= STATED PROBLEM =
Reproduce the rows starting at the line containing "recessed ceiling light." and ending at the line containing "673 95 L 665", both included, with nothing changed and nothing else.

..........

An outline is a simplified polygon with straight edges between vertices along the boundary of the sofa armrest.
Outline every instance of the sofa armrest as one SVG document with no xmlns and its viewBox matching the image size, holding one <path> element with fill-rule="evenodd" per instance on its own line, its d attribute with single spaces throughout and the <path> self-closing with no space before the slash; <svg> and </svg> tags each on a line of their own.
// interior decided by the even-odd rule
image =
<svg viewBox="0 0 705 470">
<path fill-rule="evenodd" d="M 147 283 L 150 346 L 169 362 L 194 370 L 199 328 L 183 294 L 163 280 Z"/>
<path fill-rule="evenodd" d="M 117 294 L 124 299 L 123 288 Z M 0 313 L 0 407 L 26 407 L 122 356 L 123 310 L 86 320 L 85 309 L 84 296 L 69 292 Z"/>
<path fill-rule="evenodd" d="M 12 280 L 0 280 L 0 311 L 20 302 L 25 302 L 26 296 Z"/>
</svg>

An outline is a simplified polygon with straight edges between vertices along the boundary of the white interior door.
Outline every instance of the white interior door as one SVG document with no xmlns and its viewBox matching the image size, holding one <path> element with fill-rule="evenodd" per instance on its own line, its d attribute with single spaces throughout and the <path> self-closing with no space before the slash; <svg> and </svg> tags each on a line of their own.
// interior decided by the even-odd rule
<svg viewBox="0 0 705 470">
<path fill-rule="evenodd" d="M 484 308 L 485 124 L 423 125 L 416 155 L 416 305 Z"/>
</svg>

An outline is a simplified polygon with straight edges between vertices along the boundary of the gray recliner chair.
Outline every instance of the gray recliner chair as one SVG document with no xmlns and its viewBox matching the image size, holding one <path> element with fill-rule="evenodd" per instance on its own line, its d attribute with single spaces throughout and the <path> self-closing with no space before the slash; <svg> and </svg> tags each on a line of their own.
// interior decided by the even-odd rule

..........

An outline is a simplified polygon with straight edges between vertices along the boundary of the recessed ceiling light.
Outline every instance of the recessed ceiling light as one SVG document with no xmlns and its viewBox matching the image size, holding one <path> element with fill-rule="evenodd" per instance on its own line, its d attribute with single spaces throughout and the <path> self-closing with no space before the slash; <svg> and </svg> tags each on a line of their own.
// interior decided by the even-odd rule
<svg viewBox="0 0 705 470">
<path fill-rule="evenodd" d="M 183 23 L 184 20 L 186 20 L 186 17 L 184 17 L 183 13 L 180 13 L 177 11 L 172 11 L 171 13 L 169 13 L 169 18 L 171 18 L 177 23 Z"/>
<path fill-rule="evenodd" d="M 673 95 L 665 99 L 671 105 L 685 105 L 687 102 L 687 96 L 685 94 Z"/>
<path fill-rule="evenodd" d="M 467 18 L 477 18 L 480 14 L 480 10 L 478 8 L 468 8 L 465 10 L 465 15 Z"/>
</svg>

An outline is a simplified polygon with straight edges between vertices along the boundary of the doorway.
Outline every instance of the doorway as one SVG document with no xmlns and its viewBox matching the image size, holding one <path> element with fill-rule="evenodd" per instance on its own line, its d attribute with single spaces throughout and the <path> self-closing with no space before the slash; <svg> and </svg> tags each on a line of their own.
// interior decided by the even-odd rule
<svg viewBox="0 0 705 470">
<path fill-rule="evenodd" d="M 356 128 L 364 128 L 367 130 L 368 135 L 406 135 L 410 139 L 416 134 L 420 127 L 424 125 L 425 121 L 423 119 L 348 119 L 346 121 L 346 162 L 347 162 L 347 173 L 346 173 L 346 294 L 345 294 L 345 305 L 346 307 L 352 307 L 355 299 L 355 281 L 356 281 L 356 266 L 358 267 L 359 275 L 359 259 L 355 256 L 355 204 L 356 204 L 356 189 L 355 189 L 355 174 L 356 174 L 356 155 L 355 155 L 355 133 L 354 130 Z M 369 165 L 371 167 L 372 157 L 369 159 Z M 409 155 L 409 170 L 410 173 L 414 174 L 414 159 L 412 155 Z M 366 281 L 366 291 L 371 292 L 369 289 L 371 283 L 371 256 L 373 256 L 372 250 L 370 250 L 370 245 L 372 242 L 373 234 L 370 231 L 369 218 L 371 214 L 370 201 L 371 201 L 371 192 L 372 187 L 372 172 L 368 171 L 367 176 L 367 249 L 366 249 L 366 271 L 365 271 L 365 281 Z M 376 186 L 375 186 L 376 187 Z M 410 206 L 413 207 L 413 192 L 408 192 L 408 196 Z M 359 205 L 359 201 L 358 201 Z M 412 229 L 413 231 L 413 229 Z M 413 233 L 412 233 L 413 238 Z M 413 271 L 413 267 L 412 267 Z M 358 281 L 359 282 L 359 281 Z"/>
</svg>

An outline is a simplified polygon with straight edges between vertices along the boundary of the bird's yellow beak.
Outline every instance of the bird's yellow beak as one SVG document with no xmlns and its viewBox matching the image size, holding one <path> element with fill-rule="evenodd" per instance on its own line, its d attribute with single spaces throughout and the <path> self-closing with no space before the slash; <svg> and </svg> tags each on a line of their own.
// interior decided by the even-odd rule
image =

..........

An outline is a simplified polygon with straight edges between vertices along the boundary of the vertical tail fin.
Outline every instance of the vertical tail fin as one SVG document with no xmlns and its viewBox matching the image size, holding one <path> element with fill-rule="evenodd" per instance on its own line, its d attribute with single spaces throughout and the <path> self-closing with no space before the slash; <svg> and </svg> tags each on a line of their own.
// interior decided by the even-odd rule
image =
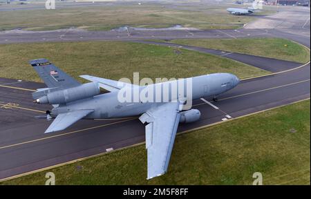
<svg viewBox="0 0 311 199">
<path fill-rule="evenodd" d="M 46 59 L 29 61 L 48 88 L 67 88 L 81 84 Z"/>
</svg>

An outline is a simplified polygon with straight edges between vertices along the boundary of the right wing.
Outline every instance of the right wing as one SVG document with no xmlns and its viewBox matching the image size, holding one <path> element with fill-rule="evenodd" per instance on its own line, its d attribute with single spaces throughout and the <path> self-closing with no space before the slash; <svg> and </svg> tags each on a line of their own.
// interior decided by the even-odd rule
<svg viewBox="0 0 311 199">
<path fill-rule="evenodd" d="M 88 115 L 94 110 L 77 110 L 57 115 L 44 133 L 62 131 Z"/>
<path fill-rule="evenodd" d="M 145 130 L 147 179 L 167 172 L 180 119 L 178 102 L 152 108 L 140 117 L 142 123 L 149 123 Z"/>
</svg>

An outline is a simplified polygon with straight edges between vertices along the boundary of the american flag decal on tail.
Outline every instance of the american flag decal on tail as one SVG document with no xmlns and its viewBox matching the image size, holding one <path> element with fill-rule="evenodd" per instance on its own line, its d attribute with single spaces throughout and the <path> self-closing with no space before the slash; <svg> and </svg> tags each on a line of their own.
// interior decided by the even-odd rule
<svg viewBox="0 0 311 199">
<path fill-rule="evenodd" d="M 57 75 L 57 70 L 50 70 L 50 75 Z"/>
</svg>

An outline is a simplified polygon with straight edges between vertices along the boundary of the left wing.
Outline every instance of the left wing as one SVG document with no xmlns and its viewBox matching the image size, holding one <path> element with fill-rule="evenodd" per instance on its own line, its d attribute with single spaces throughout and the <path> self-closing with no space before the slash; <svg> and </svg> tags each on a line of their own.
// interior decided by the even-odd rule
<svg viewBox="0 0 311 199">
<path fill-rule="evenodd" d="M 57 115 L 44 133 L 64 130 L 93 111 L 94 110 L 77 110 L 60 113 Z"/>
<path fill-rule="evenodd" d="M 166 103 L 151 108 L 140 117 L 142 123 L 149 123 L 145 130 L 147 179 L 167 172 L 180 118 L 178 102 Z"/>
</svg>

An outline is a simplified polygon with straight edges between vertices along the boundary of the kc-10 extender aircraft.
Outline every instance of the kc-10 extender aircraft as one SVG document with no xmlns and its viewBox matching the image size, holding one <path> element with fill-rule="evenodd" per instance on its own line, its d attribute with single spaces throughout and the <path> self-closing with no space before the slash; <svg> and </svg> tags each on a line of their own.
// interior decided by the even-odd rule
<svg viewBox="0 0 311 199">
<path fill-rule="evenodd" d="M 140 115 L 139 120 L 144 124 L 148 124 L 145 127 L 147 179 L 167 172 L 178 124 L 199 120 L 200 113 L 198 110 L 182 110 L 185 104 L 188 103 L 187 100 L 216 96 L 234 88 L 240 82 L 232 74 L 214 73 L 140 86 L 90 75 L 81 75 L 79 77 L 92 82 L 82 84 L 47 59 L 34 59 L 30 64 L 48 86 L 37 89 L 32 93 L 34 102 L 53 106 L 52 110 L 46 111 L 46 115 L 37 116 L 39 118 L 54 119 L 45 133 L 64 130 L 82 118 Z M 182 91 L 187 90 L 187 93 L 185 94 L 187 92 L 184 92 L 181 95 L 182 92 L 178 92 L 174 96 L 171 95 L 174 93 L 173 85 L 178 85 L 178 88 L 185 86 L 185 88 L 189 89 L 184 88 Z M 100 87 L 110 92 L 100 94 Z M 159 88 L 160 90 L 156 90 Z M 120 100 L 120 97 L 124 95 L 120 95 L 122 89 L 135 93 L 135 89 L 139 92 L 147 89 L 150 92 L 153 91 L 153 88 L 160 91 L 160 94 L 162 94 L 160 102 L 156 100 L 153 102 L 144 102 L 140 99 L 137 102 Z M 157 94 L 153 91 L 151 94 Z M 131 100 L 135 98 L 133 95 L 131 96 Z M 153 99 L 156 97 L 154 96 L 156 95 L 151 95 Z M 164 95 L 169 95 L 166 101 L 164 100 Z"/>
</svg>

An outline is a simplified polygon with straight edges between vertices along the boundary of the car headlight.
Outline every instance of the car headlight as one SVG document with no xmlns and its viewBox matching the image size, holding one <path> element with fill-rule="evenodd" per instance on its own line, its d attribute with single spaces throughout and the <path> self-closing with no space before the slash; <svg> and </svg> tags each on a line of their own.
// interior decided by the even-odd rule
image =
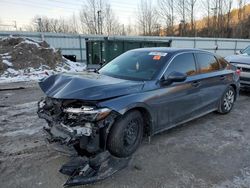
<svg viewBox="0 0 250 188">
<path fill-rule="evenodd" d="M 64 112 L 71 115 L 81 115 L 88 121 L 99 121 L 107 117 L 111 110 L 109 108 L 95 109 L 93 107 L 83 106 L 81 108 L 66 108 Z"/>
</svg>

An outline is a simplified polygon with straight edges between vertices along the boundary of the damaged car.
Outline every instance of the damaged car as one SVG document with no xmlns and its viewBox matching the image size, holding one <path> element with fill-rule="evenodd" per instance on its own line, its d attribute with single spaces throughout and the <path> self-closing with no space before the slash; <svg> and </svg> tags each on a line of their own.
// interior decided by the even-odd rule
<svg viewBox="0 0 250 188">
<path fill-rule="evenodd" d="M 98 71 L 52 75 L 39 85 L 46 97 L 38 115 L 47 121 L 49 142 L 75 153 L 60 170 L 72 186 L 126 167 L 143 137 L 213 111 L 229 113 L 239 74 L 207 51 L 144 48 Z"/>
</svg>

..........

= RESPONSE =
An outline is a simplified polygon with straight edges between vertices along the boundary of the recessed ceiling light.
Outline every instance of the recessed ceiling light as one SVG document with no xmlns and its viewBox matching the image size, holding one <path> element with fill-rule="evenodd" per instance on its own line, its d attribute with single spaces throughout and the <path> self-closing with no space before the slash; <svg> and </svg> tags each on a line of their own.
// interior decided by the even-odd rule
<svg viewBox="0 0 705 470">
<path fill-rule="evenodd" d="M 183 23 L 184 20 L 186 20 L 186 17 L 184 17 L 183 13 L 180 13 L 177 11 L 172 11 L 171 13 L 169 13 L 169 18 L 171 18 L 177 23 Z"/>
<path fill-rule="evenodd" d="M 673 95 L 665 99 L 671 105 L 685 105 L 687 102 L 687 96 L 685 94 Z"/>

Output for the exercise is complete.